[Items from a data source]
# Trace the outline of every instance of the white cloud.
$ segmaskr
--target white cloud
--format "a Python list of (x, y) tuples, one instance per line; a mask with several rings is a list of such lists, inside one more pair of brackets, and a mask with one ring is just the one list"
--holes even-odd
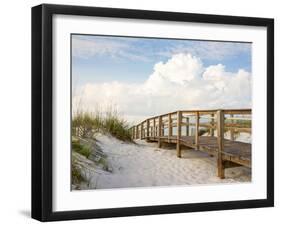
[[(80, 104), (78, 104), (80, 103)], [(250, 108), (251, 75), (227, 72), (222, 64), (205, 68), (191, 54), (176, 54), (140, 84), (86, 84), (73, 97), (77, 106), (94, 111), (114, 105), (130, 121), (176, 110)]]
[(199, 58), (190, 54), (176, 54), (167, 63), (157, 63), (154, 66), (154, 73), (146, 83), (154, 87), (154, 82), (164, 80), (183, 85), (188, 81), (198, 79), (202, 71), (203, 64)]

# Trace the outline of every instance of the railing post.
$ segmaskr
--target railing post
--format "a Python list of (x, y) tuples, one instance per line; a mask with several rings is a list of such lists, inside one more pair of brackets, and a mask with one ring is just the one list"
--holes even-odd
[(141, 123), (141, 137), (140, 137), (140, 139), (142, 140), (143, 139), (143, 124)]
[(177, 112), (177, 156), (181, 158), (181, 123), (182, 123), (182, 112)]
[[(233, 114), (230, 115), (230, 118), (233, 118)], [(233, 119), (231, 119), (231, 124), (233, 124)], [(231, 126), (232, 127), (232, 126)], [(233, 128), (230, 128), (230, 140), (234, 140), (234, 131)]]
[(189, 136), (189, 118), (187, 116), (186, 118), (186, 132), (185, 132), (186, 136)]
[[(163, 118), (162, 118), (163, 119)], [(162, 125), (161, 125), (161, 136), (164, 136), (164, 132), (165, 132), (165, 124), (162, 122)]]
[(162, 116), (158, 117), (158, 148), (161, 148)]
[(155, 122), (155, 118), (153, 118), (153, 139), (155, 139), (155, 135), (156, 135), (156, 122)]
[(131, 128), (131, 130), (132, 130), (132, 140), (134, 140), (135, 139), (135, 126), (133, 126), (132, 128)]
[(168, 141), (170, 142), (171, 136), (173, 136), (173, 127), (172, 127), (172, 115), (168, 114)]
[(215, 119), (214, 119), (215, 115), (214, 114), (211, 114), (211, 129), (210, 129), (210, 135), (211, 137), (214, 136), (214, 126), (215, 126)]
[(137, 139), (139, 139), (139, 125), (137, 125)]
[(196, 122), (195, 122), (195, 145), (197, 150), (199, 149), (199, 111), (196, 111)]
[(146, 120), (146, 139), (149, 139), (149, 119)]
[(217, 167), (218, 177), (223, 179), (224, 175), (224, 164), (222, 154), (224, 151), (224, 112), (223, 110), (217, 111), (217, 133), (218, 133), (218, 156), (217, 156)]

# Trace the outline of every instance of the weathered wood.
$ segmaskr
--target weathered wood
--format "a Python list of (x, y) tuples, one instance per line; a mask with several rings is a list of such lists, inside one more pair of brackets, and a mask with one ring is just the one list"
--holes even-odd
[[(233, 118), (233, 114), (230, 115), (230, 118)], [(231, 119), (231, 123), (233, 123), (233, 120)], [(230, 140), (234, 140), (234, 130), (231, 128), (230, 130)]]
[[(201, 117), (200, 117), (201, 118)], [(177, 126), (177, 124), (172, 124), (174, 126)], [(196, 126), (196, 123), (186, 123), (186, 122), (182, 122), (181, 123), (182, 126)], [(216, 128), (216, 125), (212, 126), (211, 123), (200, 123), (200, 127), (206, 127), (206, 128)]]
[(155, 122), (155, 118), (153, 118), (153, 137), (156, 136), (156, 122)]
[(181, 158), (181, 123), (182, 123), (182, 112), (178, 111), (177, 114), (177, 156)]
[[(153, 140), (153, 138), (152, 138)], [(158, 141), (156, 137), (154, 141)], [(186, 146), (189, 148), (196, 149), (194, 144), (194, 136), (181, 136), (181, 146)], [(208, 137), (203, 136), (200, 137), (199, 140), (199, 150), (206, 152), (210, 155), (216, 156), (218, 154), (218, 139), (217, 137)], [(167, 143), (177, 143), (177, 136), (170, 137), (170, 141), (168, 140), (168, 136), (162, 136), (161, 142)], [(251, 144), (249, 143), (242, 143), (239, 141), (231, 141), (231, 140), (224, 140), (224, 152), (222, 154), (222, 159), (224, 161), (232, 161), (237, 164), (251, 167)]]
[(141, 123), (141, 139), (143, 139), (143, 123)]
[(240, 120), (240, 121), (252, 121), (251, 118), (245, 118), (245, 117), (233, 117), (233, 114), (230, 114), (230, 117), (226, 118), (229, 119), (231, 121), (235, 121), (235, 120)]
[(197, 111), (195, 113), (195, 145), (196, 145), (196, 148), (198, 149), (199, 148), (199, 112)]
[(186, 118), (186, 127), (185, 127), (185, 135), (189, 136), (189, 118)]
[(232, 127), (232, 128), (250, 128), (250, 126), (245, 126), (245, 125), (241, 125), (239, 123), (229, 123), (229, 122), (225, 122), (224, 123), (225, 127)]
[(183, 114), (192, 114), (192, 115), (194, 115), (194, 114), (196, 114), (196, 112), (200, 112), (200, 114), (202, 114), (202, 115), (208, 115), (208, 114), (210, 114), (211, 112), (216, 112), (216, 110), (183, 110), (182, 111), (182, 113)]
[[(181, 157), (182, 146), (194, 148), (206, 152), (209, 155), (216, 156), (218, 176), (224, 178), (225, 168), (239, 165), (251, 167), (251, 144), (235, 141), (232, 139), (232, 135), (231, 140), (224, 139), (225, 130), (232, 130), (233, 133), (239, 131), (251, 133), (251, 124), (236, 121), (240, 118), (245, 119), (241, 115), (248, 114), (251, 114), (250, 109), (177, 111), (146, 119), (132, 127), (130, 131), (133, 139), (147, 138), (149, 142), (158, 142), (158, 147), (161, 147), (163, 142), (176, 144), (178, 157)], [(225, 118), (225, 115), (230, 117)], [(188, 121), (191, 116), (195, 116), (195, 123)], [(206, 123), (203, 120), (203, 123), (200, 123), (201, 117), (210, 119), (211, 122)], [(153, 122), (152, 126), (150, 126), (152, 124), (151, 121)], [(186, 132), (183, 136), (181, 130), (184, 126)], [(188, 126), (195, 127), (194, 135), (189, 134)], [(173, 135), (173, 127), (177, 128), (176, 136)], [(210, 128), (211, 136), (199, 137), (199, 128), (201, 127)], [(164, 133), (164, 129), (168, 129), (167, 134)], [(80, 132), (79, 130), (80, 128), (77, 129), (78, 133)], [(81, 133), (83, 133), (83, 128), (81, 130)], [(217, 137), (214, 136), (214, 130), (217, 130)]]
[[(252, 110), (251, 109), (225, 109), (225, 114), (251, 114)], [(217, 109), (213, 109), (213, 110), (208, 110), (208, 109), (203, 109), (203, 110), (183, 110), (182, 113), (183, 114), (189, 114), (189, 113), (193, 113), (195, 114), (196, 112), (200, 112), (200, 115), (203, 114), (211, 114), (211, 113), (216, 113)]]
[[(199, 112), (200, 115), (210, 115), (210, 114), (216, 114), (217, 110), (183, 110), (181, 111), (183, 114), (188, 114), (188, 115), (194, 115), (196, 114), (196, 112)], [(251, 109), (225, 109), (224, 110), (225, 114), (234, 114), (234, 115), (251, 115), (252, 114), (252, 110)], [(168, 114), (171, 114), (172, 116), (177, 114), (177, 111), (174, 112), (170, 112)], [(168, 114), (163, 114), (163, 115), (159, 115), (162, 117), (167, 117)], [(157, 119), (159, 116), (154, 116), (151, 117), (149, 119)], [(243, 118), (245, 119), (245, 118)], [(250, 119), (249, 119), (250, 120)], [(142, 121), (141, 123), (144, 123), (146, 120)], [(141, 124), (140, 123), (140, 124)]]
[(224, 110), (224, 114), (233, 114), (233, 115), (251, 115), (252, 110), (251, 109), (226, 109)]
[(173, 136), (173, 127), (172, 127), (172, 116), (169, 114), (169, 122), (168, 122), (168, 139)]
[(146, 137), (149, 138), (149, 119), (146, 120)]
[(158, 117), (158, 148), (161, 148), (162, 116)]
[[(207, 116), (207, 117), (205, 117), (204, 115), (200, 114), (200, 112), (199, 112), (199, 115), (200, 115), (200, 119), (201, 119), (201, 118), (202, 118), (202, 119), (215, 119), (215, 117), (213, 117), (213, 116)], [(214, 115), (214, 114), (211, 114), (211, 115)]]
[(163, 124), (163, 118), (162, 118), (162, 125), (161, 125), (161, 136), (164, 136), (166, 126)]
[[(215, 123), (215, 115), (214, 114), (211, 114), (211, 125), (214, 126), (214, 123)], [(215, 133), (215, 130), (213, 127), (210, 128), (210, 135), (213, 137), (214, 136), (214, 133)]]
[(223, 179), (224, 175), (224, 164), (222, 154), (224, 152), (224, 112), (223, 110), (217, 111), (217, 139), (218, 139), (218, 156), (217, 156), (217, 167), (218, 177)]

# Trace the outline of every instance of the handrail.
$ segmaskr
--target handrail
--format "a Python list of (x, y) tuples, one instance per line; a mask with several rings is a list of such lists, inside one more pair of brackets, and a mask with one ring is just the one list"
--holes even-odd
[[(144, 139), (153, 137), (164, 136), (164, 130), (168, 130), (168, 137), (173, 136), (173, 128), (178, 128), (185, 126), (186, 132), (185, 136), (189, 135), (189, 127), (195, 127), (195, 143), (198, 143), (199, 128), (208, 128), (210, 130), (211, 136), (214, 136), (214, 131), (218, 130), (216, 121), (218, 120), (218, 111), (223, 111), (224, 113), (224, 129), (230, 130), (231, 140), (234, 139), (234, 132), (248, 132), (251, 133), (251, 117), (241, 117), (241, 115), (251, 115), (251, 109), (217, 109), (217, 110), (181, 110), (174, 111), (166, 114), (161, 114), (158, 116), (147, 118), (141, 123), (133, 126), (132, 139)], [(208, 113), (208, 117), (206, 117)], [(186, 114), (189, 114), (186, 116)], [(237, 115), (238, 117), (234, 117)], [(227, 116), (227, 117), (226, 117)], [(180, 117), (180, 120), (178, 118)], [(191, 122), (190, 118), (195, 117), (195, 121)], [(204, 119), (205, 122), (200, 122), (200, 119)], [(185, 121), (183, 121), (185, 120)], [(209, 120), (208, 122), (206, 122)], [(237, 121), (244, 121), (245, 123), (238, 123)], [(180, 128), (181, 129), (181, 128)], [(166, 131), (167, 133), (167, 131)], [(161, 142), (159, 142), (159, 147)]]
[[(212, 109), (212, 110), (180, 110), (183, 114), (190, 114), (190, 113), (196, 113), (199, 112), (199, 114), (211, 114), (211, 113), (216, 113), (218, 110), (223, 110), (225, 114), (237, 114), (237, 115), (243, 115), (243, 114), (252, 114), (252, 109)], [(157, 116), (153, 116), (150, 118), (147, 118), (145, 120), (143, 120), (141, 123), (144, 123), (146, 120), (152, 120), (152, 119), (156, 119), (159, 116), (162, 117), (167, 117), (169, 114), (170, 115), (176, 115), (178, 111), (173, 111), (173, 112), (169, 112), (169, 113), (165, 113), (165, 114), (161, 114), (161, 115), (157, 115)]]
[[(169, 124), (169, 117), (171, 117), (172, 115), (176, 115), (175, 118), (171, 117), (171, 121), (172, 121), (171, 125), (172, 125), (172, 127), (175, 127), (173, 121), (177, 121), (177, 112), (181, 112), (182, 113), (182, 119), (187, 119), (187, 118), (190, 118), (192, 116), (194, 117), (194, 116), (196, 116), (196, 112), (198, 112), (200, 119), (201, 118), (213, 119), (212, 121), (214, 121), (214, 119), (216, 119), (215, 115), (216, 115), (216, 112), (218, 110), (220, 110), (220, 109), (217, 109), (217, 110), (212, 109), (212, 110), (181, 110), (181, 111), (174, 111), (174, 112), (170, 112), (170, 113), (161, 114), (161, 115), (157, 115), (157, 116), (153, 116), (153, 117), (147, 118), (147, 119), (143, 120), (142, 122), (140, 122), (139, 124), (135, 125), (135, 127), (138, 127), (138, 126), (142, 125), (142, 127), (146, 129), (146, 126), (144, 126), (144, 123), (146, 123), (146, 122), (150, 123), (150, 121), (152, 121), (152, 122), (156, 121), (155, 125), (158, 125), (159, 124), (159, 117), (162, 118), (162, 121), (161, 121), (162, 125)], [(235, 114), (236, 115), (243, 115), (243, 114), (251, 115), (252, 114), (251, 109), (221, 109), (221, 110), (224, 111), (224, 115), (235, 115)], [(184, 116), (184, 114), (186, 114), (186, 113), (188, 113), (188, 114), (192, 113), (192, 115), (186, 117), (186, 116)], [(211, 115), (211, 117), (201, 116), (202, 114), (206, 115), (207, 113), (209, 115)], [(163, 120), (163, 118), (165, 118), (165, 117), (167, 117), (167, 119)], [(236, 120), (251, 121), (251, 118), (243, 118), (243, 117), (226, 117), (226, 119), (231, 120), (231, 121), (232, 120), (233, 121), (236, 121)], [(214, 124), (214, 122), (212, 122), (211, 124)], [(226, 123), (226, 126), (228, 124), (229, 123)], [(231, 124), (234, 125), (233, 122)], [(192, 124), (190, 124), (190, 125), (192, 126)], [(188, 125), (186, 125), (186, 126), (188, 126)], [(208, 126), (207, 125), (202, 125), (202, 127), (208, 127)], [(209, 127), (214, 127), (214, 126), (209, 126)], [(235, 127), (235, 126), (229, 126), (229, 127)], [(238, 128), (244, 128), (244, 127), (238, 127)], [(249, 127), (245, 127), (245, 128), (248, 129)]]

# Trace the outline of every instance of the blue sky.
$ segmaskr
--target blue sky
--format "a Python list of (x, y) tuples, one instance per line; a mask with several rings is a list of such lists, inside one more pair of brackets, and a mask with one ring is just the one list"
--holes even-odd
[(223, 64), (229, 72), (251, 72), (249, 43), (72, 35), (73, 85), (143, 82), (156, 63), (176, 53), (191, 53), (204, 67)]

TO DO
What lines above contain "outline"? Copy them out.

WRITTEN ANSWER
# Trace the outline of every instance of the white cloud.
# Trace the outline of every instance of the railing post.
# Trace the outline of every instance of the weathered wood.
# Trace the outline of every instance of the handrail.
# Trace the outline of every instance of the blue sky.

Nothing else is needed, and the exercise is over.